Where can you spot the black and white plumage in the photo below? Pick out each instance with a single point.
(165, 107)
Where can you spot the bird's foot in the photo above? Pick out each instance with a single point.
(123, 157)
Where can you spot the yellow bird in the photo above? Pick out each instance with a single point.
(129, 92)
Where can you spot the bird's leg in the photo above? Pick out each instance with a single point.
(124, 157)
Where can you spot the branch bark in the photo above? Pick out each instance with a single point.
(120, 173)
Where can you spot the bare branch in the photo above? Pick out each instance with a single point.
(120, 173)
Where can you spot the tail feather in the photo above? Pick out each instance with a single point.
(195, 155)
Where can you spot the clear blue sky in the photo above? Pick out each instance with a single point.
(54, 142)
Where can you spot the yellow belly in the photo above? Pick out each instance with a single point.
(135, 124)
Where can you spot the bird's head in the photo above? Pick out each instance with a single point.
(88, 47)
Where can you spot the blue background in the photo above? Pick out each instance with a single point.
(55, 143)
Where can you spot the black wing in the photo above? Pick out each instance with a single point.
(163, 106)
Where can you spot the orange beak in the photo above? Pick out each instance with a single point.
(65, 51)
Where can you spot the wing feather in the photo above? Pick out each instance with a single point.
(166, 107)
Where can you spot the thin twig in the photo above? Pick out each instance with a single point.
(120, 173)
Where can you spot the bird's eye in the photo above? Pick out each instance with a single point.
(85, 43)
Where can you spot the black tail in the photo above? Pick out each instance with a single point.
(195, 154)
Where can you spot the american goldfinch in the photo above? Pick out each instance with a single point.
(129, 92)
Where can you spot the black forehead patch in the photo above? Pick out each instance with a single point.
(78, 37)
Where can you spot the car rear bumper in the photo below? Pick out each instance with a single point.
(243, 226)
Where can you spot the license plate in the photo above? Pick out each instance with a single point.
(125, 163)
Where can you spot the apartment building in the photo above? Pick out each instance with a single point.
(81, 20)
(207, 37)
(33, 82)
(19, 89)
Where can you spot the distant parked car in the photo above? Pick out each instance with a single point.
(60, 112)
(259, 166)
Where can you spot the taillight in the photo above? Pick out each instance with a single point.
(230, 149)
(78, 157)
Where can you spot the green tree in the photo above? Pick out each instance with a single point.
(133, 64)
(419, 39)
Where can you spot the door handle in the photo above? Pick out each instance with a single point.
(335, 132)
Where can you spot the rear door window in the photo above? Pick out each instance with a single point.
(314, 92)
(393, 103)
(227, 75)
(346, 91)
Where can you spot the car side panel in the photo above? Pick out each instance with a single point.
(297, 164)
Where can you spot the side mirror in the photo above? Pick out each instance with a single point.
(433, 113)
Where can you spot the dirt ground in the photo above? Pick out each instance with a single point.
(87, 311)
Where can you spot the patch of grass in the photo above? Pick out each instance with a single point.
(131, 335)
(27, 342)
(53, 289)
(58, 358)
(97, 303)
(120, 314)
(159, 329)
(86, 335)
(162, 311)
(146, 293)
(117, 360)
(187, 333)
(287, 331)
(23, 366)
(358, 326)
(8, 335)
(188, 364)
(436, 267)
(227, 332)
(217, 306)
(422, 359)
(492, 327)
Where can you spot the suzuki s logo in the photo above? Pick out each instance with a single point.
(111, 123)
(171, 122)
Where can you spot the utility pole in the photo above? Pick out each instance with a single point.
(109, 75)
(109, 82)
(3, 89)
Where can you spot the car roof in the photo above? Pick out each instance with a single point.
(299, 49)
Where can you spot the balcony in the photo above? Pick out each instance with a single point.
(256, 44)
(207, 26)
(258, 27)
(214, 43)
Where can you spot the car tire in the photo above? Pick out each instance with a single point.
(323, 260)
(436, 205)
+--
Reproduce all of the data above line for line, with no changes.

Output for this task:
Where can you spot the black and white plumage in the photo below? Pick out each instance with a single point.
(165, 107)
Where can you spot the bird's foot in the photo above? Pick out each instance with a single point.
(123, 157)
Where can you spot the yellow bird in the photo above? Pick out each instance with a single point.
(129, 92)
Where can you spot the bird's leg in the photo above? Pick out each instance with a single point.
(124, 157)
Where can you spot the branch bark in the photo above? Pick out each instance with a single point.
(120, 173)
Where can you spot the bare branch in the photo above? Pick out each instance with a single point.
(120, 173)
Where can you spot the tail feather in the photo above? Pick out each instance with a single point.
(195, 155)
Where can you spot the clear blue sky in the photo above? Pick out each instance with a single point.
(54, 142)
Where can you spot the yellow belly in the photo above? Pick out each instance with a single point.
(135, 124)
Where can you spot the bird's head in the photo above? Pick out each instance with a single point.
(88, 47)
Where can you spot the blue background in the photo above? Pick out each instance with a single point.
(55, 143)
Where can you spot the black wing in the photo above? Pick out each instance with a single point.
(163, 106)
Where can you spot the orange beak in the photo above? Pick out each instance with a single point.
(65, 51)
Where can you spot the wing feather in the photo above? Pick out each instance with a single point.
(166, 107)
Where can you spot the thin twig in the photo above? Pick out each instance with a single point.
(120, 173)
Where can you spot the bird's eye in the photo above? Pick out each instance with a single point.
(85, 43)
Where can you spot the black tail in the photo above? Pick out each instance with a single point.
(195, 154)
Where can you spot the american goldfinch in the photo above? Pick out each instance with a single point.
(129, 92)
Where can you spot the black forehead patch in the photo above? Pick out each instance with a single point.
(78, 37)
Where can you spot the car rear bumper in the photo below? Pick out each instance with a single point.
(243, 226)
Where can you spot the license plate in the photo above? Pick out each instance with a single point.
(125, 163)
Where can you spot the apartment building in the photo above? Pick out each instance with a single point.
(81, 20)
(207, 37)
(33, 82)
(19, 89)
Where can you spot the distant parked car in the photo above? Pick out each instance with a single point.
(60, 112)
(259, 166)
Where can you spot the taillight in the photo above? Pick out each instance with a single point.
(230, 149)
(78, 157)
Where can you spot the green tree in the photo above? Pick out each instance with a single point.
(133, 64)
(419, 39)
Where can you spot the door handle in the photo above? Pick out each instance with a single point.
(335, 132)
Where can you spot the rear door window in the photo above? Pick out each instance with a single point.
(314, 92)
(393, 103)
(227, 75)
(346, 91)
Where can you spot the car side panel in the photo above? Pick out each instance with a single point.
(297, 164)
Where can you spot the side mirror in the photo above? Pick out each instance with a single point.
(433, 113)
Where can you spot the dirt ground in the photo above? Pick out each instance with a single point.
(87, 311)
Where can you spot the patch of grass in the photo above? Pick out each instance with a single point.
(131, 335)
(27, 342)
(53, 289)
(58, 358)
(97, 303)
(120, 314)
(159, 329)
(86, 335)
(162, 311)
(146, 293)
(117, 360)
(187, 333)
(287, 331)
(23, 366)
(358, 326)
(8, 335)
(188, 364)
(436, 267)
(227, 332)
(217, 306)
(422, 359)
(492, 327)
Where can you spot the suzuki s logo in the photo above? Pick out each instance with a single point.
(111, 123)
(171, 122)
Where can you spot the utility pole in the photo above? Pick out each instance with a single point.
(109, 75)
(109, 82)
(3, 89)
Where can you spot the car roof in the photo above? Pick out each instance with a single point.
(299, 49)
Where can you spot the balcony in the photo above? Pick out each instance with a single point.
(256, 44)
(207, 26)
(258, 27)
(214, 43)
Where can you spot the car tire in the photo above? Pick out each instance with a single point.
(323, 260)
(436, 205)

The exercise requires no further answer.